ASSIGNMENT: Print the records exactly as given.
Segment Start: INFORMATION GIVEN
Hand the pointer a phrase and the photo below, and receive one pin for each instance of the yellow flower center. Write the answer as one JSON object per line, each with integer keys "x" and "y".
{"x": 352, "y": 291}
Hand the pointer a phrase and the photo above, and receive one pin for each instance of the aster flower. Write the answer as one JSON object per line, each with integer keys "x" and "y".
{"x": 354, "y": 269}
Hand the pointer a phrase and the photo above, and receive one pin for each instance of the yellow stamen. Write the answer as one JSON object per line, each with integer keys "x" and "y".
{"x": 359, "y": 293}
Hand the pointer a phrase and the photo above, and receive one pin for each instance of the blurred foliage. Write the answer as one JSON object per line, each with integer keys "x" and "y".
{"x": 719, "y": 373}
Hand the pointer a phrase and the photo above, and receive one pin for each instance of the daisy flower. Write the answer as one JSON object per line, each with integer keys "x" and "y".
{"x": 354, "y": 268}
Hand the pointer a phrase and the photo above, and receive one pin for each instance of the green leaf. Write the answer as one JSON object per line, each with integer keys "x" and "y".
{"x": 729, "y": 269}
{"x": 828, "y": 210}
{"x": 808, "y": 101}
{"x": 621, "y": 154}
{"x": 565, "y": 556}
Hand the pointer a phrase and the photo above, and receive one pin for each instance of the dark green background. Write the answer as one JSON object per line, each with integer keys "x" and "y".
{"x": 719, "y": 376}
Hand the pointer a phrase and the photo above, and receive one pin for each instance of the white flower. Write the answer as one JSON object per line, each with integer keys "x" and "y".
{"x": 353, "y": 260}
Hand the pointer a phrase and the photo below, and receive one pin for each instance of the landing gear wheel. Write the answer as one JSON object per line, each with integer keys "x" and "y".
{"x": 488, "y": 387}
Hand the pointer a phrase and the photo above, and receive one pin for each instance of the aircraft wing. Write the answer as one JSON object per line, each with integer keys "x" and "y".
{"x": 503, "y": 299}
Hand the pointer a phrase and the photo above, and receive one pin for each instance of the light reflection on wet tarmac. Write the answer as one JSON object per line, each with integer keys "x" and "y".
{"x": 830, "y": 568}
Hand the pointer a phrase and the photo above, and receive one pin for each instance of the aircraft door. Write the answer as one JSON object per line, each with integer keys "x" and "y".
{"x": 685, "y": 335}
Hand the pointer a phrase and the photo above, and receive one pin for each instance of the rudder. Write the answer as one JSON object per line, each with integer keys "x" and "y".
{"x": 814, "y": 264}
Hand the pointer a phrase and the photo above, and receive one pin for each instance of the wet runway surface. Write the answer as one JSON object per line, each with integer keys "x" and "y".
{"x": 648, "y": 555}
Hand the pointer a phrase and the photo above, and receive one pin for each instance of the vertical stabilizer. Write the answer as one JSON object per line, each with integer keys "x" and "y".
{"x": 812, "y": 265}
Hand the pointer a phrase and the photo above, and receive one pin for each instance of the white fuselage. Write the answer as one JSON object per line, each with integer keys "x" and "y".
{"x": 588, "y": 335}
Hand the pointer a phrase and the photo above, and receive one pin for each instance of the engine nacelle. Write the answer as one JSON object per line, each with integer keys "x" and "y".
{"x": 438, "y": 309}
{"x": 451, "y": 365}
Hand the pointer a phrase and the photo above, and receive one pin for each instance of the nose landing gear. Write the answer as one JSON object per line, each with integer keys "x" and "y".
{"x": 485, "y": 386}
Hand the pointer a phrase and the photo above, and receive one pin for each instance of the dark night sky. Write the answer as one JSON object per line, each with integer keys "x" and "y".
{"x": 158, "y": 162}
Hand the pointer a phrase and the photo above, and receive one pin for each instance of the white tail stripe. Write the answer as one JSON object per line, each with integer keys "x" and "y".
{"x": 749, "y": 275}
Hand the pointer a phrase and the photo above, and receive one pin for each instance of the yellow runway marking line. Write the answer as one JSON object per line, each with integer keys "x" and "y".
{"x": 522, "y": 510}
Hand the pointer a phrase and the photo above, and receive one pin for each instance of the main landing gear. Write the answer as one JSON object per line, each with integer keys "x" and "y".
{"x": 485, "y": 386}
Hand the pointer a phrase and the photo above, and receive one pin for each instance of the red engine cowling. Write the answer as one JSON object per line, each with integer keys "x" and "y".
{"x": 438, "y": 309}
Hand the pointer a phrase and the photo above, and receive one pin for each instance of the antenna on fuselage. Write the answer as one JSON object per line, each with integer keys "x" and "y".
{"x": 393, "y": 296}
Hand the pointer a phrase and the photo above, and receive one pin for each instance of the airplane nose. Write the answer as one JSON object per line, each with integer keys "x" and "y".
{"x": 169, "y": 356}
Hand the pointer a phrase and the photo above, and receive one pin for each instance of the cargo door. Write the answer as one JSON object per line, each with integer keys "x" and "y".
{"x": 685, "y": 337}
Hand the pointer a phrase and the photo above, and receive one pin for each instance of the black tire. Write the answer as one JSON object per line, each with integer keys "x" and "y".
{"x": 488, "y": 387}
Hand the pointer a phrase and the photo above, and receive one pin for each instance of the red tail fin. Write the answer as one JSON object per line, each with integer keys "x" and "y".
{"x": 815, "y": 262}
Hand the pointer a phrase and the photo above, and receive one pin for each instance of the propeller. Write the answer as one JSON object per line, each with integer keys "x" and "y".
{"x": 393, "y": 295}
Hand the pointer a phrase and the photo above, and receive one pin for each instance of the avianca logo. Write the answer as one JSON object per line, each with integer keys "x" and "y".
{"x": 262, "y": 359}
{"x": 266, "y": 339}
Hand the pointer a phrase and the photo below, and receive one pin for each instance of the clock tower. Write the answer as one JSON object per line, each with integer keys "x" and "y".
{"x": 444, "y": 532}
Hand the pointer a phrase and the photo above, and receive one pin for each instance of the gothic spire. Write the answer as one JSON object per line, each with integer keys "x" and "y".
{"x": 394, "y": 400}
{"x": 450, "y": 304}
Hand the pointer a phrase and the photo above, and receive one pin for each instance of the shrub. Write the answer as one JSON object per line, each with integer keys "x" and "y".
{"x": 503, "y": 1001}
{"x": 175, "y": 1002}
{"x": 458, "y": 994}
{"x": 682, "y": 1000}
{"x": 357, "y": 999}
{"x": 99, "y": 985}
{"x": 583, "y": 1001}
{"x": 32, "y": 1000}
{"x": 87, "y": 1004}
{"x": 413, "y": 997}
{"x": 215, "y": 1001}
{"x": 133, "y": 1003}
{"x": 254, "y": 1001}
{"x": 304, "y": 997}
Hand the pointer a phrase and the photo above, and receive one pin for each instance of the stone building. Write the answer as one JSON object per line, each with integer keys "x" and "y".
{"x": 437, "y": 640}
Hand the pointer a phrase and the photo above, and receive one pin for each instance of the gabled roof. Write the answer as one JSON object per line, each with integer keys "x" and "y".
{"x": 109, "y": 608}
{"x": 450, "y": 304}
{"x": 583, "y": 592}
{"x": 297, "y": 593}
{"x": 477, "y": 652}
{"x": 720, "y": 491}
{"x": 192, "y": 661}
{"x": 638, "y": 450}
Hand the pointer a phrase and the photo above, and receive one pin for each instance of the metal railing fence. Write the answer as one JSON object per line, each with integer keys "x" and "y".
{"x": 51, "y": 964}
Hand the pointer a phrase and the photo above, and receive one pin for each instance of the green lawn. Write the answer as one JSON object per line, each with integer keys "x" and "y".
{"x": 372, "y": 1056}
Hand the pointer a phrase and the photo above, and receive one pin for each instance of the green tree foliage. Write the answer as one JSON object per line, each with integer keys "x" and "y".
Segment End: INFORMATION GIVEN
TASK RESPONSE:
Hand the pointer a phrase and the photo below, and receive one pin for each instance of the yellow flower center. Write the answer as one JSON object per line, each with integer keys "x" and "y".
{"x": 352, "y": 291}
Hand the pointer a phrase and the photo above, and receive one pin for each instance of the aster flower. Write the answer as one JSON object per line, each with integer keys "x" and "y".
{"x": 354, "y": 269}
Hand the pointer a phrase and the photo above, and receive one pin for each instance of the yellow stamen. Write the answer as one JSON object per line, each with integer keys "x" and "y".
{"x": 359, "y": 293}
Hand the pointer a phrase and the photo above, and receive one pin for each instance of the blurred foliage. Write the answer as one JSON object per line, each with integer keys "x" and "y".
{"x": 719, "y": 373}
Hand the pointer a phrase and the photo above, and receive one pin for each instance of the daisy flower. Write the answer as one JSON object per line, each with integer keys "x" and "y".
{"x": 354, "y": 268}
Hand the pointer a phrase and the photo above, and receive one pin for each instance of the green leaf. Write the answer as one JSON object per line, each with integer keys "x" and "y".
{"x": 729, "y": 269}
{"x": 828, "y": 210}
{"x": 808, "y": 101}
{"x": 621, "y": 154}
{"x": 565, "y": 556}
Hand the pointer a phrase and the photo above, and receive one pin for each instance of the dark green background. Write the answer as one JSON object per line, each with integer keys "x" and "y".
{"x": 719, "y": 376}
Hand the pointer a phrase and the photo above, and receive one pin for each instance of the white flower. Write the answer as one JSON object per line, each with integer keys "x" and "y".
{"x": 353, "y": 260}
Hand the pointer a phrase and the photo below, and receive one pin for each instance of the landing gear wheel. Write the answer as one JSON object per line, each with integer keys "x" and "y".
{"x": 488, "y": 387}
Hand the pointer a phrase and the photo above, and receive one pin for each instance of the aircraft wing. Write the answer as one JSON object per line, each with integer keys "x" and "y".
{"x": 503, "y": 299}
Hand the pointer a phrase and the photo above, and receive one pin for each instance of the light reflection on wet tarmac. Write the answer as one JSON object per line, each with integer keys "x" and "y".
{"x": 830, "y": 568}
Hand the pointer a phrase and the photo above, and receive one pin for each instance of the aircraft door. Write the answer as one JSON object per line, each with integer keys "x" and "y".
{"x": 685, "y": 335}
Hand the pointer a phrase and the photo above, and receive one pin for each instance of the rudder. Write the answer as one JSON object per line, each with integer keys "x" and "y".
{"x": 814, "y": 264}
Hand the pointer a phrase and the photo above, and receive one pin for each instance of the wet runway surface. Write the answer as one JSON object per line, each with integer keys "x" and "y".
{"x": 648, "y": 555}
Hand the pointer a phrase and the photo above, and receive one pin for each instance of the vertical stabilizer. Write the answer as one JSON object per line, each with integer keys "x" and "y".
{"x": 812, "y": 265}
Hand the pointer a phrase and the photo above, and receive one pin for each instance of the white fuselage. Write the answer as one JSON object per line, each with integer keys "x" and "y".
{"x": 588, "y": 335}
Hand the pointer a phrase and the photo above, and receive one pin for each instance of the engine nacelle. Write the answer as one JSON object per line, each with integer keys "x" and "y".
{"x": 438, "y": 309}
{"x": 451, "y": 365}
Hand the pointer a phrase and the photo above, and receive one pin for each instance of the nose landing gear. Write the answer as one JSON object per line, each with integer keys "x" and "y".
{"x": 485, "y": 386}
Hand the pointer a phrase and the photo above, and receive one pin for each instance of the dark night sky. Write the answer as one JSON object per line, each with integer keys "x" and "y".
{"x": 158, "y": 162}
Hand the pointer a phrase and the photo above, and receive one pin for each instance of the white tail stripe. Write the answer as one JSON object per line, each with integer keys "x" and "y".
{"x": 749, "y": 275}
Hand the pointer a phrase and the photo above, and receive one pin for each instance of the yellow runway marking line. Write the answer as one JSON object per line, each with integer keys "x" and "y".
{"x": 522, "y": 510}
Hand the pointer a phrase and the photo above, and receive one pin for each instance of the main landing gear. Write the answer as one JSON object per line, each with integer keys "x" and "y".
{"x": 485, "y": 386}
Hand the pointer a phrase and the photo above, and receive one pin for each instance of the red engine cowling. Write the answer as one JSON object per line, each with integer keys "x" and "y".
{"x": 438, "y": 309}
Hand the pointer a phrase and the photo above, and receive one pin for each instance of the antenna on fuselage. Write the answer as one JSON object per line, each with integer keys "x" and "y".
{"x": 393, "y": 296}
Hand the pointer a phrase and the photo above, and receive one pin for each instance of the airplane nose. Write the answer as one JSON object per line, each with integer keys "x" and "y".
{"x": 169, "y": 356}
Hand the pointer a phrase and the photo above, and receive one pin for each instance of the cargo door. Write the answer as one JSON object per line, each with integer keys "x" and "y".
{"x": 685, "y": 337}
Hand the pointer a phrase and the photo above, and receive one pin for each instance of the black tire. Write the answer as one JSON object per line, each with integer keys "x" and "y".
{"x": 488, "y": 387}
Hand the pointer a phrase and the photo above, and receive one pin for each instance of the red tail fin. Write the answer as one JSON object per line, each with integer keys "x" and "y".
{"x": 815, "y": 262}
Hand the pointer a phrase and the photo above, and receive one pin for each instance of the propeller. Write the answer as one JSON object per line, each with integer keys "x" and "y".
{"x": 393, "y": 295}
Hand the pointer a phrase and the photo above, and receive one pin for each instance of the avianca logo. Write the answer as one JSON object per line, each with integer keys "x" and "y".
{"x": 262, "y": 359}
{"x": 266, "y": 339}
Hand the pointer a phrase and the photo below, and receive one pin for each instance of the clock tower. Write the answer as one JSON object per line, each with integer keys "x" and "y".
{"x": 444, "y": 532}
Hand the pointer a phrase and the photo above, and receive one pin for each instance of the gothic spire. Write the answer as one JSON object per line, each with integer keys "x" and "y".
{"x": 394, "y": 400}
{"x": 450, "y": 304}
Hand the pointer a phrase and the photo above, and receive one pin for each instance of the shrub. Write the answer as one JSON object per line, each with integer keys "x" and "y".
{"x": 503, "y": 1001}
{"x": 175, "y": 1002}
{"x": 458, "y": 994}
{"x": 682, "y": 1000}
{"x": 357, "y": 999}
{"x": 99, "y": 985}
{"x": 583, "y": 1001}
{"x": 32, "y": 1000}
{"x": 87, "y": 1004}
{"x": 413, "y": 997}
{"x": 215, "y": 1001}
{"x": 133, "y": 1003}
{"x": 254, "y": 1001}
{"x": 304, "y": 997}
Hand the pointer a phrase and the photo above, and receive one pin for each instance of the stone building. Write the answer as one JSON object per line, each with integer keys "x" and "y".
{"x": 437, "y": 640}
Hand the pointer a phrase and the photo above, and receive one pin for each instance of the gabled roof. Write the answer as one JSON object per line, each with integer keys "x" and "y".
{"x": 109, "y": 608}
{"x": 450, "y": 304}
{"x": 583, "y": 592}
{"x": 297, "y": 593}
{"x": 477, "y": 652}
{"x": 720, "y": 491}
{"x": 192, "y": 661}
{"x": 638, "y": 450}
Hand the pointer a phrase and the photo above, and receive one pin for each instance of the metal railing fence. Write the answer as one JSON object per line, each with integer keys "x" and "y".
{"x": 51, "y": 964}
Hand the pointer a phrase and the photo above, and receive one pin for each instance of the green lawn. Write the answer as one JSON object per line, each with integer keys "x" and "y".
{"x": 372, "y": 1056}
Hand the pointer a phrase and the photo above, and receive one pin for each instance of the green tree foliage. Write the answer as one JSON object per line, each with integer keys "x" and "y".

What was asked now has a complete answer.